(Items listed in a dataset)

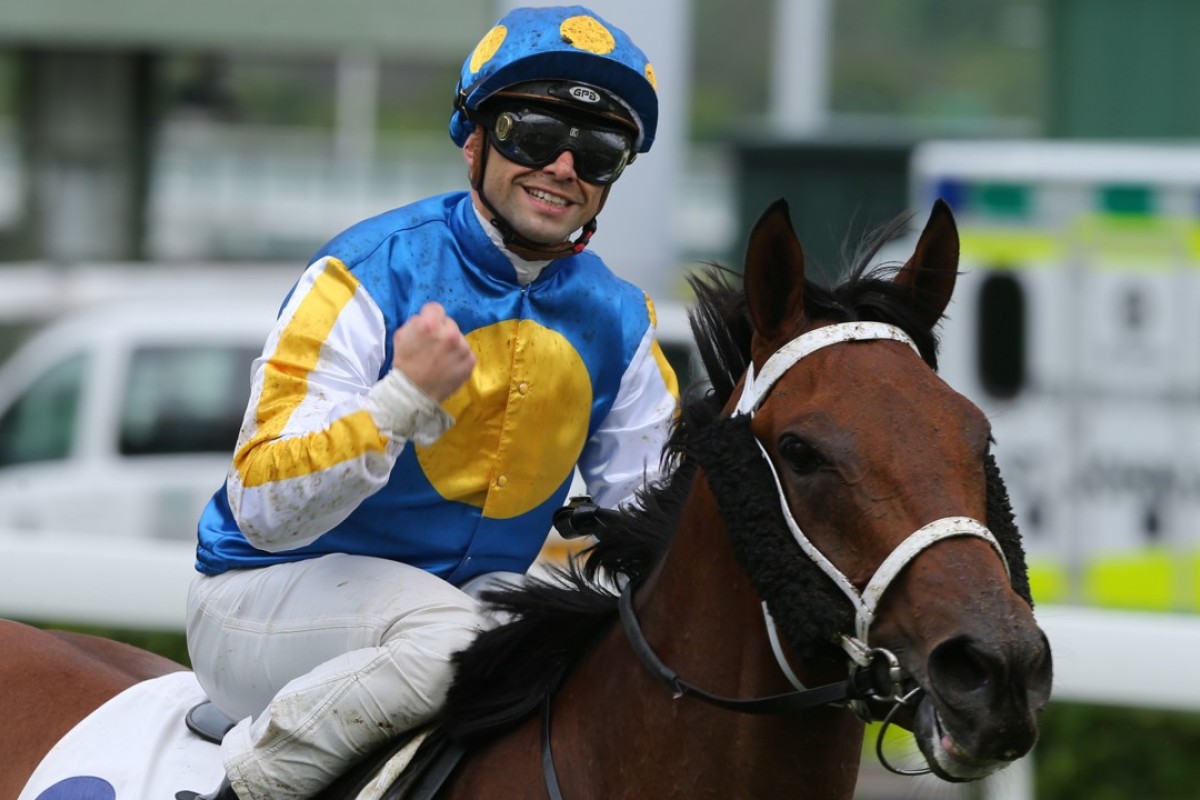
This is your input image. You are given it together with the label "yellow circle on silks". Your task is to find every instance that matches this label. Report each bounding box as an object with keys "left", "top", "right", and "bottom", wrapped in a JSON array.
[
  {"left": 645, "top": 63, "right": 658, "bottom": 91},
  {"left": 469, "top": 25, "right": 508, "bottom": 74},
  {"left": 560, "top": 15, "right": 616, "bottom": 55},
  {"left": 415, "top": 319, "right": 593, "bottom": 520}
]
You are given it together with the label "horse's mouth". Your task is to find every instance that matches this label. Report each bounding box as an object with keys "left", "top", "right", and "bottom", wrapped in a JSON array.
[{"left": 913, "top": 701, "right": 1009, "bottom": 782}]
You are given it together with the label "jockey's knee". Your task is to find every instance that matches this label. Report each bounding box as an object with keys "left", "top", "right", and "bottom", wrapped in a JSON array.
[{"left": 378, "top": 599, "right": 482, "bottom": 719}]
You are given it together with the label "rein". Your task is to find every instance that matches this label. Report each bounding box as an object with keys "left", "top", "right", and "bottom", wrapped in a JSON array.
[
  {"left": 617, "top": 585, "right": 874, "bottom": 714},
  {"left": 541, "top": 586, "right": 883, "bottom": 800}
]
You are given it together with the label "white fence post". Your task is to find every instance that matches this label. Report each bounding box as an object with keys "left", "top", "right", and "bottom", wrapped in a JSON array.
[{"left": 981, "top": 754, "right": 1034, "bottom": 800}]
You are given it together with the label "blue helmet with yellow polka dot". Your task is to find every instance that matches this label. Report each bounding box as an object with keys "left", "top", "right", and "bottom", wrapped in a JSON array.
[{"left": 450, "top": 5, "right": 659, "bottom": 154}]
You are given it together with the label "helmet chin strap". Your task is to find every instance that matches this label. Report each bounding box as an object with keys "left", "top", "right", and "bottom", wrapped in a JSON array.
[{"left": 471, "top": 134, "right": 608, "bottom": 261}]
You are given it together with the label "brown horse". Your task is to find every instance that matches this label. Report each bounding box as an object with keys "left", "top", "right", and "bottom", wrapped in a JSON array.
[
  {"left": 0, "top": 625, "right": 183, "bottom": 799},
  {"left": 2, "top": 199, "right": 1051, "bottom": 800}
]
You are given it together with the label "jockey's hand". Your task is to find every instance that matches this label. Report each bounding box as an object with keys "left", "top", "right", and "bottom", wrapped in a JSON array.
[{"left": 392, "top": 302, "right": 476, "bottom": 401}]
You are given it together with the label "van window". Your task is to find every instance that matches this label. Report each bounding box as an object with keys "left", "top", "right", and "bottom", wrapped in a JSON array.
[
  {"left": 0, "top": 353, "right": 87, "bottom": 466},
  {"left": 119, "top": 345, "right": 260, "bottom": 456}
]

→ **THE TASK**
An exact retyping of each record, with no pictures, is the answer required.

→ **FINISHED TASK**
This is your input image. You are given it together with the label "yellow circle on silks". Your task is to find every instance that matches this label. Report each bounding box as an object with keys "left", "top", "right", and "bottom", wrapped in a JSON array.
[
  {"left": 645, "top": 63, "right": 658, "bottom": 91},
  {"left": 469, "top": 25, "right": 508, "bottom": 74},
  {"left": 560, "top": 15, "right": 616, "bottom": 55},
  {"left": 415, "top": 319, "right": 593, "bottom": 520}
]
You are given it together with the label "horse's mouth". Your task is to find every instance that matches this label. Report each bounding box as an object with keys "left", "top", "right", and "bottom", wrapped in a JSON array.
[{"left": 913, "top": 701, "right": 1009, "bottom": 782}]
You are given it together with the label "jockey's knee". Your task is to find every instance that matches this label. Report each bounding box as an object with keys "left", "top", "right", and "bottom", wrapped in a JSON array.
[{"left": 378, "top": 599, "right": 482, "bottom": 719}]
You are given it together with the label "rein". Your task is to find every instance that matches this label. Report each bounding box as an object with keys "left", "top", "right", and "bottom", wrapped in a JSON array.
[
  {"left": 617, "top": 585, "right": 874, "bottom": 714},
  {"left": 541, "top": 586, "right": 883, "bottom": 800}
]
You are given it together with the label "white fence post". Your task is to find every instance that matches this label. Report each bounding box as an object with keys "left", "top", "right", and "bottom", wrapped in a JSON array.
[{"left": 981, "top": 754, "right": 1034, "bottom": 800}]
You are given it together with the label "blue helmet with yellow polka dot". Your task is to find every instance that matches this label. Report each bounding box as an object with keys "left", "top", "right", and "bottom", wrapped in a JSON array.
[{"left": 450, "top": 5, "right": 659, "bottom": 154}]
You are given it together with the label "helmet chin strap". Your task is to find every instance that matches this label. Report each bounding box as an object with keys "left", "top", "right", and "bottom", wrapped in a JSON array.
[{"left": 471, "top": 134, "right": 608, "bottom": 261}]
You are given it together with the label "brown horse". Your task is to find every instance that matches this label. Report each bounding box as an object with keys "left", "top", "right", and "bottom", wrapped in a JSON array.
[
  {"left": 0, "top": 625, "right": 183, "bottom": 799},
  {"left": 2, "top": 199, "right": 1051, "bottom": 800}
]
You are given it together with the label "jockey's hand". Your task is to find every instance that matches this label. Report each bounding box as an object with keys "left", "top", "right", and "bottom", wrapped in a JSON array.
[{"left": 392, "top": 302, "right": 476, "bottom": 401}]
You are given it together with the label "van window". Your task is to find every instance that matches this label. Report each bounding box as an object with keys "left", "top", "right", and "bottom", wrapped in a JSON array.
[
  {"left": 0, "top": 353, "right": 87, "bottom": 466},
  {"left": 119, "top": 345, "right": 260, "bottom": 456}
]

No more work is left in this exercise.